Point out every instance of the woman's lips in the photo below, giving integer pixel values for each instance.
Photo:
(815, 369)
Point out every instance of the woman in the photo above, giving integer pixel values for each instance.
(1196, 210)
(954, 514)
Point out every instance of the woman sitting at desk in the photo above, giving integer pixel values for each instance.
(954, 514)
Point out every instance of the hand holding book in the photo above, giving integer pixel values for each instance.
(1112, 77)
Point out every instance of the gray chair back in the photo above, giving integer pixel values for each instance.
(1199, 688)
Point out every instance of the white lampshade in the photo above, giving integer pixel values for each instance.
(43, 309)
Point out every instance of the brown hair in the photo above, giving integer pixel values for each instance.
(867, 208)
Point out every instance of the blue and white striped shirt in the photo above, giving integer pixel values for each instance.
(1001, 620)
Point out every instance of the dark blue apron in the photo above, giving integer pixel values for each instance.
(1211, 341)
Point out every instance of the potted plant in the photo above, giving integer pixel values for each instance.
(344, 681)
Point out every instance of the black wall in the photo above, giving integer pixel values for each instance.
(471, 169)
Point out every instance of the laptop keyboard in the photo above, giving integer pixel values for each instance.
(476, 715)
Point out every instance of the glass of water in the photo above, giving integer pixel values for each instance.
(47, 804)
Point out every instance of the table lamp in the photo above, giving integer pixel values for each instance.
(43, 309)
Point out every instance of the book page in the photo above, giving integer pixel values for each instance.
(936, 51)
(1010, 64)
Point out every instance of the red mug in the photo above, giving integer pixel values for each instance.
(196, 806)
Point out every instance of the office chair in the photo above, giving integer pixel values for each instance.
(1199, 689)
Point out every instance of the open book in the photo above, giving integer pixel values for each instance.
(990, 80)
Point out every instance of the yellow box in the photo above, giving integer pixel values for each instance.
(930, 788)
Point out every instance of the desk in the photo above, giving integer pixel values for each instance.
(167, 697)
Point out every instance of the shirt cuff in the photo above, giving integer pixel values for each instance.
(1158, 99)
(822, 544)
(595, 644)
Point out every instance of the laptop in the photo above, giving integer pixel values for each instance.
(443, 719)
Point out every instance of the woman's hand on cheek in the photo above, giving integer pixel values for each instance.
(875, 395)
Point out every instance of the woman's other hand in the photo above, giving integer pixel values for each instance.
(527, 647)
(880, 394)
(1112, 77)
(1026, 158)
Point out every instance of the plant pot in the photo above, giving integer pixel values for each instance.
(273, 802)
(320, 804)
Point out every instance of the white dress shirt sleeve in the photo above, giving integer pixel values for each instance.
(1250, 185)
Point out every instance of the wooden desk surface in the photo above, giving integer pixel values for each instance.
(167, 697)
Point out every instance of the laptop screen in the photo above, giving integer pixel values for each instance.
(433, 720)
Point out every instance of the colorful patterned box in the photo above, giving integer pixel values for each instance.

########

▸ Tarea: Sustituya "brown hair" por "dark hair" en las líneas que van desde la que contiene "Point out every instance of the gray" hasta la que contiene "(1001, 620)", y reescriba únicamente esas líneas sin ningún otro cambio.

▸ Respuesta:
Point out every instance of the gray chair back in the photo above, giving integer pixel values for each instance.
(1199, 688)
Point out every instance of the white lampshade in the photo above, giving integer pixel values for each instance.
(43, 309)
Point out every instance of the dark hair in the photo above, giving integer pixel values for each instance.
(867, 208)
Point out every instance of the blue and white striped shirt in the photo above, giving integer pixel values for each instance.
(1001, 620)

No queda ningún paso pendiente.